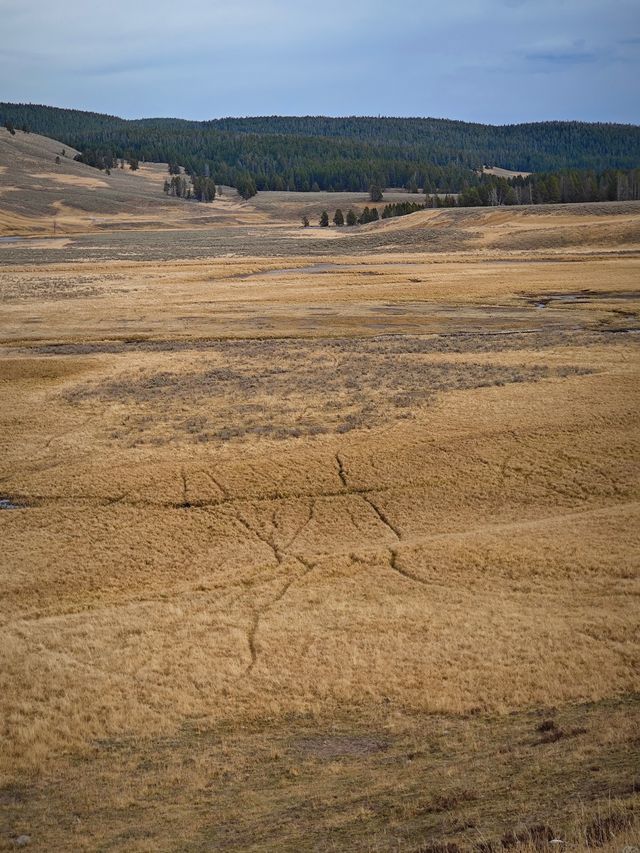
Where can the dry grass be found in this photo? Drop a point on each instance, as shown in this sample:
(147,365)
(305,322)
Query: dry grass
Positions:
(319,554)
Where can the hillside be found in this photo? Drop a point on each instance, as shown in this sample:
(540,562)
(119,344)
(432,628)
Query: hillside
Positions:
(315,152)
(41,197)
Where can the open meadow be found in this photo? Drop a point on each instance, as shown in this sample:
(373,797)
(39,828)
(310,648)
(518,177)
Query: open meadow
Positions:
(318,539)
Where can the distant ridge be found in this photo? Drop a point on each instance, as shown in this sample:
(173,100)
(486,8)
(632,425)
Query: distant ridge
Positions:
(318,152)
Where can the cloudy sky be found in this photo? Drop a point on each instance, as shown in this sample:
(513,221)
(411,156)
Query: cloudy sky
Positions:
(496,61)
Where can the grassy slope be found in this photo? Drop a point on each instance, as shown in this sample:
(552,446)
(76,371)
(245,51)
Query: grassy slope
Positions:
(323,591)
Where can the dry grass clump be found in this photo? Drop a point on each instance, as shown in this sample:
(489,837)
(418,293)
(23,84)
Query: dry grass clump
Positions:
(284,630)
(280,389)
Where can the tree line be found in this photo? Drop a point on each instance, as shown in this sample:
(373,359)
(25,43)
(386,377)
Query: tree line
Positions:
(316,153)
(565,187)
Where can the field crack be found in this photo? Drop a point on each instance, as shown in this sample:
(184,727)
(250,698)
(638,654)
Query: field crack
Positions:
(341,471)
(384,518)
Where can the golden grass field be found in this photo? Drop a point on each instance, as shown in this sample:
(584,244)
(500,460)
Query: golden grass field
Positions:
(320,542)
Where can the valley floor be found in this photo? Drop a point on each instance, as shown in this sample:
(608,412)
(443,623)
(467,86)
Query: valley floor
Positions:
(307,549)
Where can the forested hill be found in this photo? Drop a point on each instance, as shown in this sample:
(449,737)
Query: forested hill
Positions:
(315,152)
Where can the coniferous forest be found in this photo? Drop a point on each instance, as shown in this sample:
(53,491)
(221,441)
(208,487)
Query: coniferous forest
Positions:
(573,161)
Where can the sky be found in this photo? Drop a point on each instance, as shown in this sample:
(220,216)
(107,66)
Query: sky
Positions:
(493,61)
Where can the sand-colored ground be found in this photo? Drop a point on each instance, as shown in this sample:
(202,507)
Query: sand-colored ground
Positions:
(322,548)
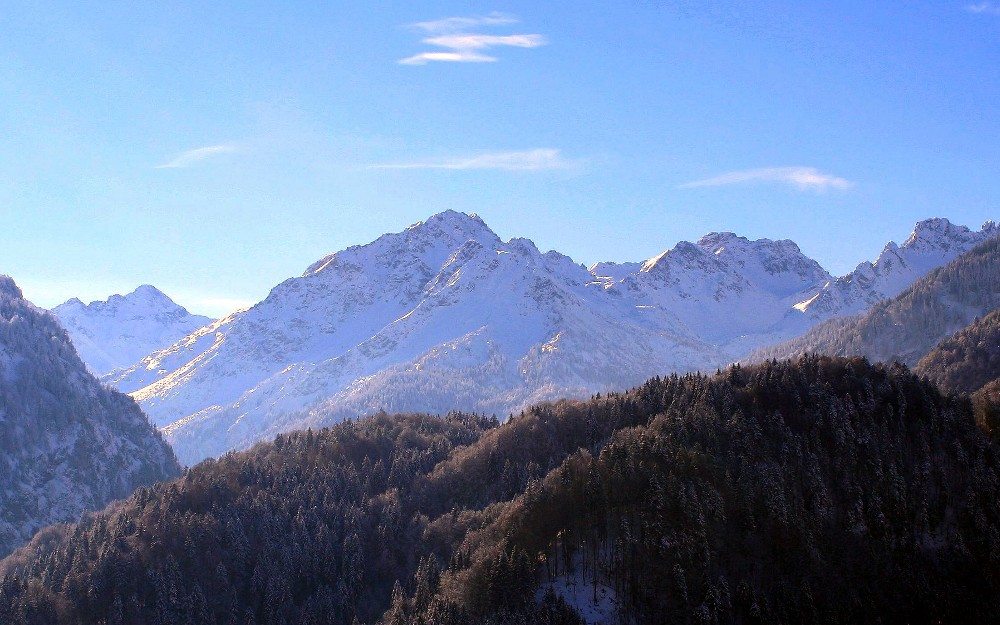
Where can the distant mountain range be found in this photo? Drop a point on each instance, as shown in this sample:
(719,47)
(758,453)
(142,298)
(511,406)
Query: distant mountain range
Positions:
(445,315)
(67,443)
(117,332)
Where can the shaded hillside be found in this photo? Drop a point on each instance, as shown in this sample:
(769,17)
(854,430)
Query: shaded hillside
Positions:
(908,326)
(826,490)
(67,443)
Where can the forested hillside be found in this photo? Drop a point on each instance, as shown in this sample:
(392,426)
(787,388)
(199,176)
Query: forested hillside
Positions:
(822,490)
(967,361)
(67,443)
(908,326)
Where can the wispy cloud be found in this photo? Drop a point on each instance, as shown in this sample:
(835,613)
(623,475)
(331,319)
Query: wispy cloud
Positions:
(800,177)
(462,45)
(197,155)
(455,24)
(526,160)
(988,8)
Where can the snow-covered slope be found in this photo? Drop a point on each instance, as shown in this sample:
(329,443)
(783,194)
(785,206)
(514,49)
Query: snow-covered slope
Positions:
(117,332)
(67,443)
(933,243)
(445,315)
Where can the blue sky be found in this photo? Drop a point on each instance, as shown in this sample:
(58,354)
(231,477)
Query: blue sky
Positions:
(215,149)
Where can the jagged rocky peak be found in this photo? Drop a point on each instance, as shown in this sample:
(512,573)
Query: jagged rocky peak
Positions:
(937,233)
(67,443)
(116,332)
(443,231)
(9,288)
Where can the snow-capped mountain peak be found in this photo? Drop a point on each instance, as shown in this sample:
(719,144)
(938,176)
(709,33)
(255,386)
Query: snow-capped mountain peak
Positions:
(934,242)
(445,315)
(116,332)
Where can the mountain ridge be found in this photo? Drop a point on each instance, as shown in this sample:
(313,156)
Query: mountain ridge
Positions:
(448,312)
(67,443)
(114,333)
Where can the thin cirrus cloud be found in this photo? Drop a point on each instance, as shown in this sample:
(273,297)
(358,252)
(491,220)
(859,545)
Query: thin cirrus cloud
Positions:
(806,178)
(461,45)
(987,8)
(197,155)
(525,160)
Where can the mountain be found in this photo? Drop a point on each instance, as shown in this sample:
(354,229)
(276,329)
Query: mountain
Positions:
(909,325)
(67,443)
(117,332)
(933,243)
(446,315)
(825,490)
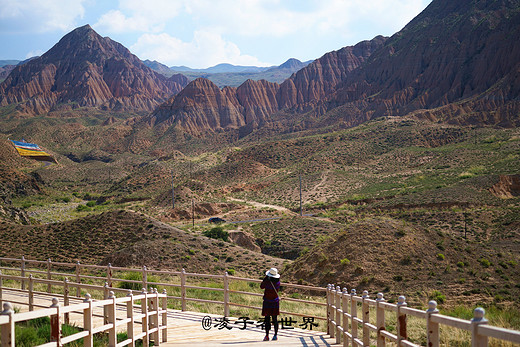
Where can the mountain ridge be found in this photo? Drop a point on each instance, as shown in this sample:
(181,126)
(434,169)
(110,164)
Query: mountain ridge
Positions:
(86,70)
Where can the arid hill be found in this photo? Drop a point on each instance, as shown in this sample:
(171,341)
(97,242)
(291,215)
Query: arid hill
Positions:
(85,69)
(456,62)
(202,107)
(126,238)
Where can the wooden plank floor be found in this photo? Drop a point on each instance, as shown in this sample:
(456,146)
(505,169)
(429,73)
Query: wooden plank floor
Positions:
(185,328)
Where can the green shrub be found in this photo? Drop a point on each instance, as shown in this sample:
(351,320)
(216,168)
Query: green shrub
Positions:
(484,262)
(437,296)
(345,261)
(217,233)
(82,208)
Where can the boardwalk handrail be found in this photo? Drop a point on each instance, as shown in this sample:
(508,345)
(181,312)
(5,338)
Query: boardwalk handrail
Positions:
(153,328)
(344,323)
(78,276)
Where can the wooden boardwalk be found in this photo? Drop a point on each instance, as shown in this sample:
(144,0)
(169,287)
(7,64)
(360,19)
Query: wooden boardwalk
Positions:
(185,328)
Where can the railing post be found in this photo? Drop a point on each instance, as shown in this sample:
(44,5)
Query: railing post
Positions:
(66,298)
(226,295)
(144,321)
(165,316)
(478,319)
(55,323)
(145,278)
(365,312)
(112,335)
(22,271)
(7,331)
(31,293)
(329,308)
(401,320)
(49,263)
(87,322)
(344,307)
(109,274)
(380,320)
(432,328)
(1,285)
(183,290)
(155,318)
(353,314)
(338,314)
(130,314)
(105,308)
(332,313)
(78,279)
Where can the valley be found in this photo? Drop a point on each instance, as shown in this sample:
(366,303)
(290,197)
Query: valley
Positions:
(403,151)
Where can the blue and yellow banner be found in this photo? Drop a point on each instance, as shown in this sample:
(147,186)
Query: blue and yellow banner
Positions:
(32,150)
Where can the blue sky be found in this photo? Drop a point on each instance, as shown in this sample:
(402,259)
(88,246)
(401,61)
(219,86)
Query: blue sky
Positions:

==*==

Return, in full, every line of these entries that holds "post".

* _Exercise output_
Where can the railing post be found in this photo? Drop a point on each instance, as shown in this sample:
Query: railing post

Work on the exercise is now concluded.